SHORT TASK: Copy the data below word for word, from the line containing "Look at the photo above. For each instance of the dark" up to and including the line containing "pixel 13 69".

******

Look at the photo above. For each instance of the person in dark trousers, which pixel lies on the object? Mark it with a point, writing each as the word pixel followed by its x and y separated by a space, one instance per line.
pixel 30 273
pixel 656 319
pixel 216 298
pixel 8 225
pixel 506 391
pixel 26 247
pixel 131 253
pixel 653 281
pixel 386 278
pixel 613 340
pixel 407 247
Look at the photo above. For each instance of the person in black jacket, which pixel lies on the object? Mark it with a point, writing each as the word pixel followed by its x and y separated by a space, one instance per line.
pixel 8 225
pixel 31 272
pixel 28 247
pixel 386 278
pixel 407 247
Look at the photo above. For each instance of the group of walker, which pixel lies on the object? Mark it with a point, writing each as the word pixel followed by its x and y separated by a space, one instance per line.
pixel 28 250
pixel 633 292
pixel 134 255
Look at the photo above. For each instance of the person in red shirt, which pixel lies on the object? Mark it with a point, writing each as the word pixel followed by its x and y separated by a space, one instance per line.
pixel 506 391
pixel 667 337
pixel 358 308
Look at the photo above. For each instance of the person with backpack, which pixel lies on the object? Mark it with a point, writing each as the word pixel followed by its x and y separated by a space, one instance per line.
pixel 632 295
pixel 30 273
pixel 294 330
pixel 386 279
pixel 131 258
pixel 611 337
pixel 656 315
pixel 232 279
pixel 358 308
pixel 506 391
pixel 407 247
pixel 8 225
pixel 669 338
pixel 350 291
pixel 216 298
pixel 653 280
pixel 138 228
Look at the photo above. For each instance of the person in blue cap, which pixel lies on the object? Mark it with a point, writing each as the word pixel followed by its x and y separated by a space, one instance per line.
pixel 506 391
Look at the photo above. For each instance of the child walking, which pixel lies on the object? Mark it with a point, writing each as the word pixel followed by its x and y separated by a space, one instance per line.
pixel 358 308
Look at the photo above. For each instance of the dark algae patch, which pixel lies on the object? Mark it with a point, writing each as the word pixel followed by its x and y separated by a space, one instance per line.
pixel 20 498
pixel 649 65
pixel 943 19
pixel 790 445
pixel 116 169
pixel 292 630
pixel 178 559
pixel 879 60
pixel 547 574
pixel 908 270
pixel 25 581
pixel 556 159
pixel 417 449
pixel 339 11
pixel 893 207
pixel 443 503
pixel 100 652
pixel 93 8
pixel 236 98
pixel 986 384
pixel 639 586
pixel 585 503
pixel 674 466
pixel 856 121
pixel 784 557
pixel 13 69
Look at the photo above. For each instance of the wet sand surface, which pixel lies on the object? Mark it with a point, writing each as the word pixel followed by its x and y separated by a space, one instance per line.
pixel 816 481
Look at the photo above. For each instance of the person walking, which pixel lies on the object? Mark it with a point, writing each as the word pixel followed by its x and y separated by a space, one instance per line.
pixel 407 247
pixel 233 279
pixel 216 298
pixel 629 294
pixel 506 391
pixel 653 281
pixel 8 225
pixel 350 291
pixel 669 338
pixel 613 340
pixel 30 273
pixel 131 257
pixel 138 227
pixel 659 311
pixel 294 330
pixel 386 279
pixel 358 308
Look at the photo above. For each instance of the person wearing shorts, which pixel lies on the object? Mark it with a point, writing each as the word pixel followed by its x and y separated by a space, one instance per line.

******

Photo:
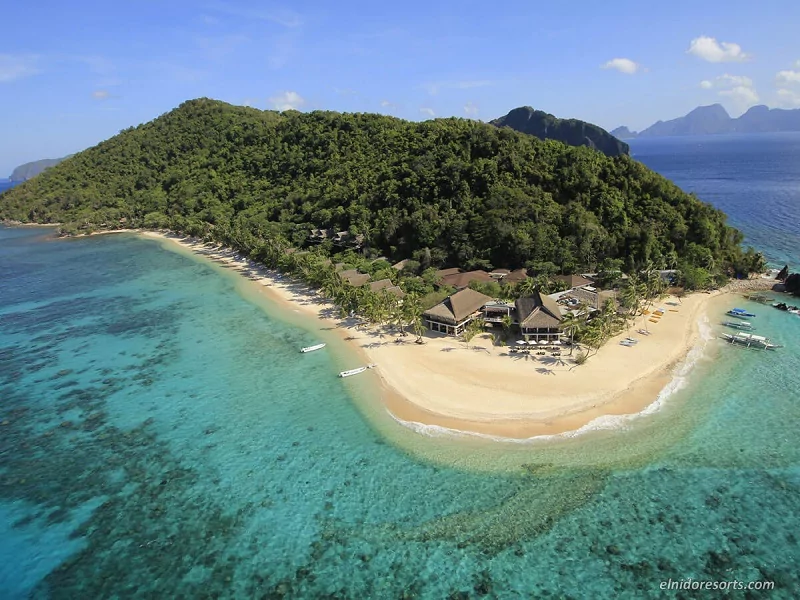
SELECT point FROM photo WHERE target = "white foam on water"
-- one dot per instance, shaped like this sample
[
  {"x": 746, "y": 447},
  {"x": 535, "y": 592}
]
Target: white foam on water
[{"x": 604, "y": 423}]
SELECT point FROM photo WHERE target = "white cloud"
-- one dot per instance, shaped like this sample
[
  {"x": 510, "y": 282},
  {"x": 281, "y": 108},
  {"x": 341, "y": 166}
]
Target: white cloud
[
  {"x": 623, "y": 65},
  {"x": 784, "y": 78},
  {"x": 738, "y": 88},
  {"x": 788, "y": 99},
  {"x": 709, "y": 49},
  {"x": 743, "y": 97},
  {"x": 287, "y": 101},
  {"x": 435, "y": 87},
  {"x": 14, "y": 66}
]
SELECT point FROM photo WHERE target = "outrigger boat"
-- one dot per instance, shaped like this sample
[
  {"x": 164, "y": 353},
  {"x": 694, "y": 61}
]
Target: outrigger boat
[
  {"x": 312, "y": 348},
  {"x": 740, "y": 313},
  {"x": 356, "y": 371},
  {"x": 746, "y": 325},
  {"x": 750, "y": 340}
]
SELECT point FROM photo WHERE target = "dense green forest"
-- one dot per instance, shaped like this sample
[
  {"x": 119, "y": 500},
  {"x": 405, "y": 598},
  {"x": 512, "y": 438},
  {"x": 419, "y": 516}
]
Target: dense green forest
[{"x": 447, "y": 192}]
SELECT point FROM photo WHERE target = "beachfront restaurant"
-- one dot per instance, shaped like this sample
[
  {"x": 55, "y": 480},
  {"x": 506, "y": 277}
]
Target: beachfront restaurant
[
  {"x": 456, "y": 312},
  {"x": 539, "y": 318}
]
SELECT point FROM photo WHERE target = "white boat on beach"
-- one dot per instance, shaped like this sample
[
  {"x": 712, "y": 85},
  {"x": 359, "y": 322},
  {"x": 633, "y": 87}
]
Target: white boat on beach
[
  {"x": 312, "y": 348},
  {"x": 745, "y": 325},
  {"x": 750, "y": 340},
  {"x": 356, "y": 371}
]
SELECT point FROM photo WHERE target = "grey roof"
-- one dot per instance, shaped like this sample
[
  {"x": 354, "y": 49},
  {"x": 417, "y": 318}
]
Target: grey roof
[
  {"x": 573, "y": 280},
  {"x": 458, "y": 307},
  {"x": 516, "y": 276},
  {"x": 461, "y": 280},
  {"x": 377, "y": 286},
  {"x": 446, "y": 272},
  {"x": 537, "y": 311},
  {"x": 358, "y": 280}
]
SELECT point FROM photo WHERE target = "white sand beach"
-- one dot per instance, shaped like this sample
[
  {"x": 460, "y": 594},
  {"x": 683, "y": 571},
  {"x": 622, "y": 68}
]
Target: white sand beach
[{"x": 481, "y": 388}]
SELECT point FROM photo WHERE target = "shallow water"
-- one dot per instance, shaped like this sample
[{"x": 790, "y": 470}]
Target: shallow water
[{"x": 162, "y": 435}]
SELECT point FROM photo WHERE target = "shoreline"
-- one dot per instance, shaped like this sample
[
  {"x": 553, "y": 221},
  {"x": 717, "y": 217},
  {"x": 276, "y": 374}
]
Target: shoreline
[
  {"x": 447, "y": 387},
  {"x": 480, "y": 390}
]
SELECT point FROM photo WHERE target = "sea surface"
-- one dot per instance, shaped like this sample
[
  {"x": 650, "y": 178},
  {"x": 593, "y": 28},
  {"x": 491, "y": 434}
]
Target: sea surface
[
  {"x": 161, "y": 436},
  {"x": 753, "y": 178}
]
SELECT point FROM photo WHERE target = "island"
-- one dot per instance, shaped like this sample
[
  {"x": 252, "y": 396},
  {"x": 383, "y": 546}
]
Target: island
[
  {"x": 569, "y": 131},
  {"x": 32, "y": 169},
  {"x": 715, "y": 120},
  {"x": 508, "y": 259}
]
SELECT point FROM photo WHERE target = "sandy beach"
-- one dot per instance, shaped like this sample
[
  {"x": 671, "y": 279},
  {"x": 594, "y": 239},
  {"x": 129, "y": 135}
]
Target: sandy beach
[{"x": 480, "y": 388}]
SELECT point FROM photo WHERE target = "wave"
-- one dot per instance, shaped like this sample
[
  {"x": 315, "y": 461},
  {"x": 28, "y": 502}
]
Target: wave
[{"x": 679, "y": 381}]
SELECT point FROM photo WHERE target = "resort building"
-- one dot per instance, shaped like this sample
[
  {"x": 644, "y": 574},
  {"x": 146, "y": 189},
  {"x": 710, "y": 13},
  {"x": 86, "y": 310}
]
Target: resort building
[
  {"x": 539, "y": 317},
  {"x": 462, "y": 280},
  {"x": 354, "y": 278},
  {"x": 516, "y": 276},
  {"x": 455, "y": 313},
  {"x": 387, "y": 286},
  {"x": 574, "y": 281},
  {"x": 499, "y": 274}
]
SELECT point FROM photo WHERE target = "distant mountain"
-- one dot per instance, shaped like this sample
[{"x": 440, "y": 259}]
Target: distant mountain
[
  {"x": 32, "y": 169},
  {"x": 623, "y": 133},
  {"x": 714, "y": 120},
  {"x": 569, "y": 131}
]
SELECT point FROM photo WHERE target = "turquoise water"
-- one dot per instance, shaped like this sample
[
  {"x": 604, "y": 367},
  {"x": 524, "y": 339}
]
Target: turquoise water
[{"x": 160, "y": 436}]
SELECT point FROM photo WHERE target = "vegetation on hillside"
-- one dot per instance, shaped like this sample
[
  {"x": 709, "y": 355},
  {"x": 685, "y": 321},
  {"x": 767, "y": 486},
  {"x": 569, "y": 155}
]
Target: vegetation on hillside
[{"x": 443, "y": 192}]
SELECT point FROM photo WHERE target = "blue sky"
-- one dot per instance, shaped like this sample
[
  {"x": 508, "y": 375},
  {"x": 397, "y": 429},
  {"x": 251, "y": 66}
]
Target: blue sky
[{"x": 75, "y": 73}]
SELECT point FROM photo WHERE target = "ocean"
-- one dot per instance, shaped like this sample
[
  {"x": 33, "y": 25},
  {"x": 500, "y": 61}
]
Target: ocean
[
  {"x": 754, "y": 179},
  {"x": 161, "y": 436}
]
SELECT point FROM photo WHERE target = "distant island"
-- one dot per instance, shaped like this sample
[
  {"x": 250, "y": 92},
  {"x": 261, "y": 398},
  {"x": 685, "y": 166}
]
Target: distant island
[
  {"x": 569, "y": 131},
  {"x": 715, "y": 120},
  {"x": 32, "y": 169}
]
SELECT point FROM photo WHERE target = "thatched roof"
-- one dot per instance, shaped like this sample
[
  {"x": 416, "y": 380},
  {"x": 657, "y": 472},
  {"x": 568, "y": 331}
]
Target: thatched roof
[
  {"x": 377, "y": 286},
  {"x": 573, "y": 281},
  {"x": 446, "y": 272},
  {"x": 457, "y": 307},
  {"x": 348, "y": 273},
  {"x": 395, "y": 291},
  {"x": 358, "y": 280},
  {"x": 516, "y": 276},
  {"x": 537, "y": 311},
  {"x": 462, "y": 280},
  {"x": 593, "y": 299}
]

******

TASK RESULT:
Look at the photo above. For each instance of the dark algae patch, which pixel lies on the object? Mark it with a point, writing each as the word pixel followed by its x and y separated by a space, one instance per line.
pixel 20 498
pixel 649 65
pixel 943 19
pixel 790 445
pixel 116 169
pixel 292 630
pixel 178 559
pixel 879 60
pixel 547 574
pixel 908 270
pixel 25 581
pixel 556 159
pixel 417 449
pixel 339 11
pixel 893 207
pixel 443 503
pixel 100 652
pixel 93 8
pixel 236 98
pixel 986 384
pixel 639 586
pixel 585 503
pixel 674 466
pixel 856 121
pixel 784 557
pixel 13 69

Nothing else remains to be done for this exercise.